(Records contained in a dataset)
....................
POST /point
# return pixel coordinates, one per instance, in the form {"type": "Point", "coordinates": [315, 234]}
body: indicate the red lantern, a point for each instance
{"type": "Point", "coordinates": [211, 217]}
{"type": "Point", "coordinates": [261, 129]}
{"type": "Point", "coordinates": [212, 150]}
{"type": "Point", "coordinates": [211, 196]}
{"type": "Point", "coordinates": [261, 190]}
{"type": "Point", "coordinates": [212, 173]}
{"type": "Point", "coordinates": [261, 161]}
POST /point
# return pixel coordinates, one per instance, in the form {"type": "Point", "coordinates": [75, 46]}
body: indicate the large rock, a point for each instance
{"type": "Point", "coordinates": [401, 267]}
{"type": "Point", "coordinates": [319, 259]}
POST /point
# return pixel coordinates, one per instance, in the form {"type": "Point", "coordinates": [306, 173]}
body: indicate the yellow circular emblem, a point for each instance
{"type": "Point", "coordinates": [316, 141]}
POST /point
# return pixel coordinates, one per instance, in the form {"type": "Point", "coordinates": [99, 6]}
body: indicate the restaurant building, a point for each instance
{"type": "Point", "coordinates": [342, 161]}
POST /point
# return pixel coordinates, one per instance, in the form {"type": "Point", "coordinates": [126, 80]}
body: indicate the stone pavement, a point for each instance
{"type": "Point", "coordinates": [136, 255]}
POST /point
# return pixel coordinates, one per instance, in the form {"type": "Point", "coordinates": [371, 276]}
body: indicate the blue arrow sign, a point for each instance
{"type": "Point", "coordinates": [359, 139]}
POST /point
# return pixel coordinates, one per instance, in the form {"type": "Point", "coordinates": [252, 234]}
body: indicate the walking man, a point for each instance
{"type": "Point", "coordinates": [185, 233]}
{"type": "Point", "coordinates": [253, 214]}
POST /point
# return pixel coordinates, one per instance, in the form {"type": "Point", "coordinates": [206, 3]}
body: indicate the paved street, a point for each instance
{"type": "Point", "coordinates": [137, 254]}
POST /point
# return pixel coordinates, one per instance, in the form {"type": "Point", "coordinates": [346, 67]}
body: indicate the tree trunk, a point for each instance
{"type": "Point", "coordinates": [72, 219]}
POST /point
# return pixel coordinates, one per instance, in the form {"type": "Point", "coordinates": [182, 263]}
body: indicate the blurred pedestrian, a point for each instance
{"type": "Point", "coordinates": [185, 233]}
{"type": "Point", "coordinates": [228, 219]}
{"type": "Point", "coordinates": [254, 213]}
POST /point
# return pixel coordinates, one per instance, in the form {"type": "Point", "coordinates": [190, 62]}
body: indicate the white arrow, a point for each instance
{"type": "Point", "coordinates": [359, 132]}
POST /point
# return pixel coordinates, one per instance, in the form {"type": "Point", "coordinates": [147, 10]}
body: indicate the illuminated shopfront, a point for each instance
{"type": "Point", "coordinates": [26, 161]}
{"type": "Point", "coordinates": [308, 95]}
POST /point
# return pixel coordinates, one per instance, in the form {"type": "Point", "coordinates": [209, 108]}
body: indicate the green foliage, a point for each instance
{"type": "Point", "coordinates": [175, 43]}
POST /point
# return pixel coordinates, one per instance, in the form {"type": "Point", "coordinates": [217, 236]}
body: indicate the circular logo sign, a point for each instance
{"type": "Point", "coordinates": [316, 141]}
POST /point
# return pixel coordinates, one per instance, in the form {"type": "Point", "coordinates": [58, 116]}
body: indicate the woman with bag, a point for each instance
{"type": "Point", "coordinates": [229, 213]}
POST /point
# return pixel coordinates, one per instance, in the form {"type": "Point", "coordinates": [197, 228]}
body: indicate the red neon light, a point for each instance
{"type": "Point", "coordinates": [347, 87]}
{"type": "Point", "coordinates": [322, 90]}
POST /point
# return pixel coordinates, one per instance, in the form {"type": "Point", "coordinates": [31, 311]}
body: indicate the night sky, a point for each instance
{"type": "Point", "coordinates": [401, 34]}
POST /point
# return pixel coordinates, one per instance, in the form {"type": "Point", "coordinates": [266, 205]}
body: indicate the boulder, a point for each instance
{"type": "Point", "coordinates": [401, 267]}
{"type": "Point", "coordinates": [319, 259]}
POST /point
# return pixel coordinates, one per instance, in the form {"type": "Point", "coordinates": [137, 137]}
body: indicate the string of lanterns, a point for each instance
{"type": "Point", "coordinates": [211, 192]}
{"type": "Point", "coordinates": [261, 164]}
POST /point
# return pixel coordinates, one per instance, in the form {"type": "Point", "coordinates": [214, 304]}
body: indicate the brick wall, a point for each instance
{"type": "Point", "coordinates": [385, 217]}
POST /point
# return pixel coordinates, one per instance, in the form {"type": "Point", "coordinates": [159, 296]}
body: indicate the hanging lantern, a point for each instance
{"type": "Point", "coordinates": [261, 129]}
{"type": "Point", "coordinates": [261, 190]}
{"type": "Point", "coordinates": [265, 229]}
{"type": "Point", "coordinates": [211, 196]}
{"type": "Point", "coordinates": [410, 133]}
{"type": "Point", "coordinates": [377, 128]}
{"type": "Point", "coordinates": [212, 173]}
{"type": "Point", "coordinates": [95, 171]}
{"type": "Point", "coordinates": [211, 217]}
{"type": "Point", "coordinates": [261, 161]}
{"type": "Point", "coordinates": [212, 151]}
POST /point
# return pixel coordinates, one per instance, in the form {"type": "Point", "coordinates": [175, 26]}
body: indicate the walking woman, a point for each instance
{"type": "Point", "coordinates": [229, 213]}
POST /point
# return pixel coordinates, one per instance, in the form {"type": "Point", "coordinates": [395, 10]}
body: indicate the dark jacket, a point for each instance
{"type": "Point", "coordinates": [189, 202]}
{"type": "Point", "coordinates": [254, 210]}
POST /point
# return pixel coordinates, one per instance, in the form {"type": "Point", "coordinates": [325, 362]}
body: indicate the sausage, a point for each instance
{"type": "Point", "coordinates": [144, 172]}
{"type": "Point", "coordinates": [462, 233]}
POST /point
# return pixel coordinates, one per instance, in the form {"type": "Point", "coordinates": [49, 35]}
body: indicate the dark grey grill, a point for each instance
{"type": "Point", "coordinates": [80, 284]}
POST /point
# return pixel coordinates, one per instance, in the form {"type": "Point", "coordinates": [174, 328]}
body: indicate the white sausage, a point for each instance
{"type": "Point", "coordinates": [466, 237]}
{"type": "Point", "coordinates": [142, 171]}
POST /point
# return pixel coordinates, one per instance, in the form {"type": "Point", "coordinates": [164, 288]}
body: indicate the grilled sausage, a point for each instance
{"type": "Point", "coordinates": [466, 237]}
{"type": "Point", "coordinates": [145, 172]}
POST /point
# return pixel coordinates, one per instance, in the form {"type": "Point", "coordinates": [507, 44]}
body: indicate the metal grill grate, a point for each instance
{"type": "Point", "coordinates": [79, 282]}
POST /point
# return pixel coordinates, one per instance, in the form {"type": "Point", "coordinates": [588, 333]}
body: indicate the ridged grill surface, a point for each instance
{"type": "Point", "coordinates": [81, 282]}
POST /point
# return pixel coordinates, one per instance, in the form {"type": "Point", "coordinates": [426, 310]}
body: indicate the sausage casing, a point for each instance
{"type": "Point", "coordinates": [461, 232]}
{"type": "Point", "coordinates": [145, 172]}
....................
__TASK DESCRIPTION__
Your task is to repeat every entry exactly.

__SOLVED EXERCISE__
POST /point
# return pixel coordinates, one per instance, in the form {"type": "Point", "coordinates": [315, 234]}
body: indicate the red lantern, a point for each instance
{"type": "Point", "coordinates": [211, 217]}
{"type": "Point", "coordinates": [261, 129]}
{"type": "Point", "coordinates": [212, 150]}
{"type": "Point", "coordinates": [211, 196]}
{"type": "Point", "coordinates": [261, 190]}
{"type": "Point", "coordinates": [212, 173]}
{"type": "Point", "coordinates": [261, 161]}
POST /point
# return pixel coordinates, one per instance, in the form {"type": "Point", "coordinates": [75, 46]}
body: indicate the large rock, a point for each instance
{"type": "Point", "coordinates": [401, 267]}
{"type": "Point", "coordinates": [319, 259]}
POST /point
# return pixel coordinates, one per instance, in the form {"type": "Point", "coordinates": [306, 173]}
body: indicate the yellow circular emblem, a point for each instance
{"type": "Point", "coordinates": [316, 141]}
POST /point
# return pixel coordinates, one per instance, in the form {"type": "Point", "coordinates": [99, 6]}
body: indicate the restaurant building, a point for each instance
{"type": "Point", "coordinates": [342, 161]}
POST /point
# return pixel coordinates, one per instance, in the form {"type": "Point", "coordinates": [126, 80]}
body: indicate the stone pavement, a point for each instance
{"type": "Point", "coordinates": [136, 255]}
POST /point
# return pixel coordinates, one per instance, in the form {"type": "Point", "coordinates": [371, 276]}
body: indicate the blue arrow sign, a point for each instance
{"type": "Point", "coordinates": [359, 139]}
POST /point
# return pixel coordinates, one per instance, in the form {"type": "Point", "coordinates": [252, 234]}
body: indicate the walking man, a point for each instance
{"type": "Point", "coordinates": [185, 233]}
{"type": "Point", "coordinates": [253, 214]}
POST /point
# return pixel coordinates, one per instance, in the form {"type": "Point", "coordinates": [206, 3]}
body: indicate the paved street, a point for each instance
{"type": "Point", "coordinates": [137, 254]}
POST /point
# return pixel coordinates, one per instance, in the form {"type": "Point", "coordinates": [346, 67]}
body: indicate the tree trunk, a point for each instance
{"type": "Point", "coordinates": [72, 219]}
POST /point
# return pixel coordinates, one per instance, in the form {"type": "Point", "coordinates": [182, 263]}
body: indicate the blurred pedestrian, a point for each instance
{"type": "Point", "coordinates": [185, 233]}
{"type": "Point", "coordinates": [228, 219]}
{"type": "Point", "coordinates": [254, 213]}
POST /point
# return pixel coordinates, one per instance, in the form {"type": "Point", "coordinates": [190, 62]}
body: indicate the white arrow, a point for each instance
{"type": "Point", "coordinates": [359, 132]}
POST /point
# return pixel coordinates, one per instance, in the form {"type": "Point", "coordinates": [147, 10]}
body: indicate the illuminated shopfront, a point for each instance
{"type": "Point", "coordinates": [26, 161]}
{"type": "Point", "coordinates": [308, 95]}
POST /point
# return pixel coordinates, one per instance, in the form {"type": "Point", "coordinates": [209, 108]}
body: indicate the green foliage, a point for each instance
{"type": "Point", "coordinates": [175, 43]}
POST /point
# return pixel coordinates, one per instance, in the form {"type": "Point", "coordinates": [217, 236]}
body: indicate the circular logo sign, a point for each instance
{"type": "Point", "coordinates": [316, 141]}
POST /point
# return pixel coordinates, one per instance, in the form {"type": "Point", "coordinates": [58, 116]}
body: indicate the woman with bag, a point for each instance
{"type": "Point", "coordinates": [229, 213]}
POST /point
# return pixel coordinates, one per instance, in the form {"type": "Point", "coordinates": [197, 228]}
body: indicate the red neon light, a point for each instance
{"type": "Point", "coordinates": [347, 87]}
{"type": "Point", "coordinates": [322, 90]}
POST /point
# return pixel coordinates, one per instance, in the form {"type": "Point", "coordinates": [31, 311]}
body: indicate the night sky, a point for each instance
{"type": "Point", "coordinates": [401, 34]}
POST /point
# return pixel coordinates, one per instance, in the form {"type": "Point", "coordinates": [266, 205]}
body: indicate the boulder, a point for each instance
{"type": "Point", "coordinates": [401, 267]}
{"type": "Point", "coordinates": [319, 259]}
POST /point
# return pixel coordinates, one per instance, in the form {"type": "Point", "coordinates": [137, 137]}
body: indicate the string of lanterns, a point for each instance
{"type": "Point", "coordinates": [211, 192]}
{"type": "Point", "coordinates": [261, 164]}
POST /point
# return pixel coordinates, one per instance, in the form {"type": "Point", "coordinates": [214, 304]}
body: indicate the brick wall, a point for each instance
{"type": "Point", "coordinates": [385, 217]}
POST /point
# return pixel coordinates, one per instance, in the form {"type": "Point", "coordinates": [159, 296]}
body: indicate the hanging lantern, a point for each instance
{"type": "Point", "coordinates": [261, 129]}
{"type": "Point", "coordinates": [261, 190]}
{"type": "Point", "coordinates": [265, 229]}
{"type": "Point", "coordinates": [211, 196]}
{"type": "Point", "coordinates": [410, 133]}
{"type": "Point", "coordinates": [377, 128]}
{"type": "Point", "coordinates": [212, 173]}
{"type": "Point", "coordinates": [95, 171]}
{"type": "Point", "coordinates": [211, 217]}
{"type": "Point", "coordinates": [261, 161]}
{"type": "Point", "coordinates": [212, 151]}
POST /point
# return pixel coordinates, one per instance, in the form {"type": "Point", "coordinates": [175, 26]}
body: indicate the walking woman, a point for each instance
{"type": "Point", "coordinates": [229, 213]}
POST /point
# return pixel coordinates, one per instance, in the form {"type": "Point", "coordinates": [395, 10]}
body: indicate the dark jacket, a point for each instance
{"type": "Point", "coordinates": [189, 202]}
{"type": "Point", "coordinates": [254, 210]}
POST /point
# return pixel coordinates, one per instance, in the form {"type": "Point", "coordinates": [325, 362]}
body: indicate the sausage, a point for each instance
{"type": "Point", "coordinates": [144, 172]}
{"type": "Point", "coordinates": [462, 233]}
POST /point
# return pixel coordinates, one per instance, in the form {"type": "Point", "coordinates": [49, 35]}
body: indicate the dark grey grill, a point for each instance
{"type": "Point", "coordinates": [80, 284]}
POST /point
# return pixel coordinates, one per instance, in the form {"type": "Point", "coordinates": [174, 328]}
body: indicate the white sausage, a point for each instance
{"type": "Point", "coordinates": [466, 237]}
{"type": "Point", "coordinates": [142, 171]}
POST /point
# return pixel coordinates, one per instance, in the form {"type": "Point", "coordinates": [164, 288]}
body: indicate the grilled sausage, a point for each instance
{"type": "Point", "coordinates": [466, 237]}
{"type": "Point", "coordinates": [145, 172]}
POST /point
# return pixel coordinates, one per instance, in the form {"type": "Point", "coordinates": [507, 44]}
body: indicate the metal grill grate, a point for each instance
{"type": "Point", "coordinates": [79, 282]}
POST /point
# return pixel coordinates, one per instance, in the form {"type": "Point", "coordinates": [588, 333]}
body: indicate the ridged grill surface, a point for each instance
{"type": "Point", "coordinates": [81, 282]}
POST /point
# return pixel coordinates, one per instance, in the form {"type": "Point", "coordinates": [426, 310]}
body: indicate the sausage casing, a point for each instance
{"type": "Point", "coordinates": [461, 232]}
{"type": "Point", "coordinates": [145, 172]}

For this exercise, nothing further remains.